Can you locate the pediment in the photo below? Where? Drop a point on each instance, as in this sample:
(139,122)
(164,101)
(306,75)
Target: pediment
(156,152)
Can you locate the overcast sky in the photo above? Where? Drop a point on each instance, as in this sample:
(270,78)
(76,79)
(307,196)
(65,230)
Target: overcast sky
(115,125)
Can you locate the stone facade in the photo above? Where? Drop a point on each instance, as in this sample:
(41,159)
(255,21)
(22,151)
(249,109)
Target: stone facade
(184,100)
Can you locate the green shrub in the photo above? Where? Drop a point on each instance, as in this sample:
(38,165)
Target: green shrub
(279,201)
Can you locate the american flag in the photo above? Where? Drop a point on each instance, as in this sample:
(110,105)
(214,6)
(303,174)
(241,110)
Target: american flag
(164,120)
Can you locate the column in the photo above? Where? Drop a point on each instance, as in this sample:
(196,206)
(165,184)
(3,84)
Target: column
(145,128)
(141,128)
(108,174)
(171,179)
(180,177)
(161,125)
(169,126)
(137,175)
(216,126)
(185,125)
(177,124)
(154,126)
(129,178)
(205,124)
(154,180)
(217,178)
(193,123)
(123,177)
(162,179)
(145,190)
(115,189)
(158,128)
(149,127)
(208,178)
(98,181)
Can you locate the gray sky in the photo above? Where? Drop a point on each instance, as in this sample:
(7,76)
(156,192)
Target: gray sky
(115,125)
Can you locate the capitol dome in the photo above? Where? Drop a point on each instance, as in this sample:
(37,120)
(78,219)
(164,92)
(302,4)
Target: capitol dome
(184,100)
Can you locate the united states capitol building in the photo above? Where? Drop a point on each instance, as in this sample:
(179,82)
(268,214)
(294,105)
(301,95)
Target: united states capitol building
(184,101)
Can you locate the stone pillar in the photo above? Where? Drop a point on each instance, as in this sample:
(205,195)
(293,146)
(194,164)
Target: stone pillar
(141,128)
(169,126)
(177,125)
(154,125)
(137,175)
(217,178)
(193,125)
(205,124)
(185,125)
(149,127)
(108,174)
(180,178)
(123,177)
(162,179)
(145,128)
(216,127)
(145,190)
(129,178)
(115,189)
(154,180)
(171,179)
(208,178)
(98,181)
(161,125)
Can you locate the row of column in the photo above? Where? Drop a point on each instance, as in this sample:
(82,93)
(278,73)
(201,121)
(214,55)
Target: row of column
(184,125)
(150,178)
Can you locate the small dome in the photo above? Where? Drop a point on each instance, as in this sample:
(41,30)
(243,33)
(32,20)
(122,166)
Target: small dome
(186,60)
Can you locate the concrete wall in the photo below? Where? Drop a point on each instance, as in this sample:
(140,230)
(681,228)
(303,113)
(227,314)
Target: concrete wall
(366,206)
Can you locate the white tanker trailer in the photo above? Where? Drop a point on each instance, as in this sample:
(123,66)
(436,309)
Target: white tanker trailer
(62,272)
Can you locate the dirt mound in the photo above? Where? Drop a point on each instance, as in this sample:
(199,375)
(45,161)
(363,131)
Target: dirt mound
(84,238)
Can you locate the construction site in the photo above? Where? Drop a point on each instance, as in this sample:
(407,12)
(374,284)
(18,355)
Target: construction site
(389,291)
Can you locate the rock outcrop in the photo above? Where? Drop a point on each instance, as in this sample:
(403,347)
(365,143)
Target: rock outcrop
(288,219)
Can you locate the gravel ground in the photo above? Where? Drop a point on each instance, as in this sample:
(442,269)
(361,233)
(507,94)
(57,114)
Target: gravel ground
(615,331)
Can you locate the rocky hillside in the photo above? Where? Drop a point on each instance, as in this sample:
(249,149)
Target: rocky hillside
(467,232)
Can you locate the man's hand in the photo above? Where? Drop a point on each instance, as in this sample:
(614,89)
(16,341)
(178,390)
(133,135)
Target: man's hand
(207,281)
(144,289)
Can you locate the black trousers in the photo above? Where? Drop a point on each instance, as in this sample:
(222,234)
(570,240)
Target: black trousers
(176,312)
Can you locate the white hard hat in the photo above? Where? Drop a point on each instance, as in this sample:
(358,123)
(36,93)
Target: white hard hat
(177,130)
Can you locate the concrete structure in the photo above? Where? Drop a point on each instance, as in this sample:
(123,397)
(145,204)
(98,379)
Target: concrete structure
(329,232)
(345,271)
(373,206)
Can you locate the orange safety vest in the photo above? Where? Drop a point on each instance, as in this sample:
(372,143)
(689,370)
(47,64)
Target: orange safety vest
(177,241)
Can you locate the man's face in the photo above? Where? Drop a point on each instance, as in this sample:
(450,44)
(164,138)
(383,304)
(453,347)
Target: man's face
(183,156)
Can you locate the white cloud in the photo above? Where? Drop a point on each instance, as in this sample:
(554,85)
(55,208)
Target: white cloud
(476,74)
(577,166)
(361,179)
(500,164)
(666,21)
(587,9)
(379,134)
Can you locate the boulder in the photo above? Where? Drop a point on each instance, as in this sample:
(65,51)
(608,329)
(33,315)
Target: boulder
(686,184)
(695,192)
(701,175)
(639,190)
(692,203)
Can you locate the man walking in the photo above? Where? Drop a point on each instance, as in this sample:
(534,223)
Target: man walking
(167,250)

____

• _Requirements_:
Set down all of the records above verbatim, line for line.

• _Final result_:
Can you locate the pediment in the photo below? Where? Drop a point on each instance, as in this sample:
(139,122)
(164,101)
(306,75)
Target: pediment
(156,152)
Can you locate the overcast sky in the photo above? Where? Drop a point on each instance, as in this sample:
(270,78)
(76,79)
(307,196)
(65,230)
Target: overcast sky
(115,125)
Can you locate the stone facade in the photo above? Where? Drop a point on each instance, as in this sample:
(41,159)
(255,21)
(22,151)
(249,109)
Target: stone facade
(184,100)
Can you locate the green shrub in the photo above? Where? Drop a point on each instance, as in this sample:
(38,165)
Target: green shrub
(279,201)
Can you locate the american flag in the photo above? Where? Drop a point on each instance, as in this sample:
(110,105)
(214,6)
(303,174)
(241,110)
Target: american flag
(164,120)
Can you locate the column in the photo above? Where? Drop a point on each instance, as in this sample:
(196,206)
(165,184)
(3,84)
Target: column
(145,128)
(141,128)
(108,174)
(171,179)
(180,177)
(161,125)
(169,126)
(137,175)
(216,126)
(185,125)
(177,124)
(154,126)
(129,178)
(205,124)
(154,180)
(217,178)
(193,123)
(123,177)
(162,179)
(145,190)
(115,189)
(158,128)
(149,127)
(208,178)
(98,181)
Can you locate the gray sky in the photo above? Where? Drop a point on each instance, as in this sample:
(7,76)
(156,192)
Target: gray sky
(115,125)
Can you locate the capitol dome in the photo above? Where? Drop a point on each instance, as in this sample:
(37,120)
(78,219)
(164,92)
(302,4)
Target: capitol dome
(184,100)
Can you locate the united states capitol building in the photo above? Where? Drop a point on each instance, as in this sample:
(179,82)
(268,214)
(294,105)
(301,95)
Target: united states capitol building
(184,101)
Can you locate the stone pillar in the photo above? Where? Drop a point on each instance, as in this sample:
(205,195)
(293,146)
(194,164)
Target: stone pillar
(141,128)
(169,126)
(177,125)
(154,125)
(137,175)
(217,178)
(193,125)
(205,124)
(185,125)
(149,127)
(108,174)
(180,178)
(123,177)
(162,179)
(145,128)
(216,127)
(145,190)
(129,178)
(115,189)
(154,180)
(171,179)
(208,178)
(98,181)
(161,125)
Can you locate the row of column in the photo above? Where? Drop a point on each instance, as in this sample:
(82,93)
(278,73)
(201,121)
(214,55)
Target: row of column
(184,125)
(150,178)
Can you locate the small dome in the photo above? Where? Drop a point on each instance, as in this sample:
(41,30)
(243,33)
(32,20)
(122,166)
Target: small dome
(186,60)
Can you locate the concrete wall in the photo below? Where? Drop a point on each instance, as in this sample:
(140,230)
(681,228)
(303,113)
(227,314)
Target: concrete wall
(366,206)
Can you locate the white tanker trailer in the photo above? Where? Drop a point on each instance, as in this sample:
(123,66)
(436,309)
Target: white tanker trailer
(62,272)
Can you locate the dirt mound in the photo above? Where? Drop a point on each instance, as in this sample:
(199,375)
(45,161)
(363,131)
Target: dirt mound
(84,238)
Can you locate the construction site in the photo above? Where? Drop a point on each instance, as in this sample:
(407,12)
(374,284)
(18,355)
Target: construction site
(389,291)
Can you locate the rock outcrop in the photo above? Where? Drop a point on each instance, as in this sample:
(403,347)
(365,143)
Target: rock outcrop
(288,219)
Can you locate the gravel ground in the photo above? Where? Drop a point on each instance, as in this sample:
(442,269)
(361,233)
(507,94)
(57,114)
Target: gravel ground
(615,331)
Can you locate the rocky hillside in the photo above? Where? Drop a point on each instance, as in this sample:
(249,149)
Target: rocky hillside
(467,232)
Can you locate the man's hand in the photo above? Where? Drop a point on each instance, as in this sample:
(614,89)
(16,341)
(178,390)
(133,135)
Target: man's hand
(207,281)
(144,289)
Can you locate the black trousers in the photo above? Where? Drop a point on each instance, as in this sample:
(222,234)
(570,240)
Target: black trousers
(176,312)
Can you locate the white hard hat in the photo above? Where? Drop a point on each instance, as in this sample:
(358,123)
(36,93)
Target: white hard hat
(177,130)
Can you locate the concrete structure in the photo above? Where? Drop a point on each instance, as in this sample:
(123,397)
(145,204)
(98,379)
Target: concrete structure
(329,232)
(345,271)
(373,206)
Can you locate the orange safety vest in the photo above? Where? Drop a point on each instance, as in this sample:
(372,143)
(689,370)
(47,64)
Target: orange safety vest
(177,241)
Can you locate the man's face in the photo above? Where? Drop a point on each instance, as in this sample:
(450,44)
(164,138)
(383,304)
(453,347)
Target: man's face
(183,156)
Can you locate the white cloud in the photo above? Where? Drop a point on each instance, as in this sample:
(554,85)
(55,208)
Target: white cloud
(476,74)
(577,166)
(361,179)
(500,164)
(666,21)
(587,9)
(379,134)
Can you locate the boulder in the photo above? Where? Drop a point on each instance, as in this sample:
(65,51)
(608,329)
(33,315)
Target: boulder
(686,184)
(695,192)
(701,175)
(639,190)
(692,203)
Can you locate the man walking in the photo above? Where? Drop a point on each instance, as in this sample:
(534,223)
Target: man walking
(167,250)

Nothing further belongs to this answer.